• [EXCERPTED DATA]
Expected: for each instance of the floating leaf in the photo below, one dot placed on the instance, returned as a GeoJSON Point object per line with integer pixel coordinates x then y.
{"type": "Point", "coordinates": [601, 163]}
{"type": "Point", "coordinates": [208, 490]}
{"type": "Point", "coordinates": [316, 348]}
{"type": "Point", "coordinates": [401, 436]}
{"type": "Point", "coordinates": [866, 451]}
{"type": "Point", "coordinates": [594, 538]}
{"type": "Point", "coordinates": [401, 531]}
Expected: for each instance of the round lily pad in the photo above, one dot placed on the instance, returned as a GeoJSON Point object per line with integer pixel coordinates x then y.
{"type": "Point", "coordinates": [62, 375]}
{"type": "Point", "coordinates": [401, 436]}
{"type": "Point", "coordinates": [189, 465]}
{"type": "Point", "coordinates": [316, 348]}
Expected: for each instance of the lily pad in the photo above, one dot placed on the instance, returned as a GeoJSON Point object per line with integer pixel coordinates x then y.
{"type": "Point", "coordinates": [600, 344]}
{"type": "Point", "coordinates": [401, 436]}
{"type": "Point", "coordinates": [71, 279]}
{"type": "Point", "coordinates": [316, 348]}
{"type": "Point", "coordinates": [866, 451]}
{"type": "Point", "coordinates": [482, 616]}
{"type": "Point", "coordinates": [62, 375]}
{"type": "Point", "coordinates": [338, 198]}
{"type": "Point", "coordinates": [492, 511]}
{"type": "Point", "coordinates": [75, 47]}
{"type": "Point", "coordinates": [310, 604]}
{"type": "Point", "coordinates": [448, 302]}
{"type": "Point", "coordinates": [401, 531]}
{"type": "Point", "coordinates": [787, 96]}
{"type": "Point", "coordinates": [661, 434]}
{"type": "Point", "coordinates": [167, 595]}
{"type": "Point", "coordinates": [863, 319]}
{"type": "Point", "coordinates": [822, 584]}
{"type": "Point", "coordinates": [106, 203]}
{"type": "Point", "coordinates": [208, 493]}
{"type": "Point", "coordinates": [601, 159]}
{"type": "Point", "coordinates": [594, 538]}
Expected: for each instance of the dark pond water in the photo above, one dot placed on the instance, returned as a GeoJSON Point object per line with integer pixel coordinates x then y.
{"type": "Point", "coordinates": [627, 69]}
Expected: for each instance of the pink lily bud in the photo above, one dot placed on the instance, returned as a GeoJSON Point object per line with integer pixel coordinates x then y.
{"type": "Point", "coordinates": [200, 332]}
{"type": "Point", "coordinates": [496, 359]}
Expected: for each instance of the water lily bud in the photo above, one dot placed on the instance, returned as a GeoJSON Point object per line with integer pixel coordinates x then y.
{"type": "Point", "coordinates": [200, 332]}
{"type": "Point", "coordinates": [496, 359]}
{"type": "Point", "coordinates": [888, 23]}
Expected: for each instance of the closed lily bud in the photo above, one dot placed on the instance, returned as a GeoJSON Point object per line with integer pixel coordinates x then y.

• [TASK DIRECTIONS]
Exactly and exclusively, repeat the lines from the line that contains "Expected: for each instance of the dark" through the end of the records, both ends included.

• [THE RESULT]
Expected: for each instance of the dark pond water in the photo above, one dot placed on the instance, returned as a GeoJSON Point object per line with integer pixel coordinates x then y.
{"type": "Point", "coordinates": [627, 69]}
Expected: for each instance of the pink lily bud in the photo above, one dot placed on the instance, returned as a GeoJSON Point object per line with integer pixel coordinates x then y.
{"type": "Point", "coordinates": [200, 332]}
{"type": "Point", "coordinates": [496, 359]}
Expected: for each instance of the water lily bud in the photo above, one dot placed on the instance, returned as a GeoJSON Point object per line with integer pixel coordinates x then y.
{"type": "Point", "coordinates": [200, 332]}
{"type": "Point", "coordinates": [496, 359]}
{"type": "Point", "coordinates": [888, 23]}
Expected: for each instance of the closed lily bud in the photo above, one dot placed on the instance, returned as a GeoJSON Point object per line with integer pixel coordinates x then y.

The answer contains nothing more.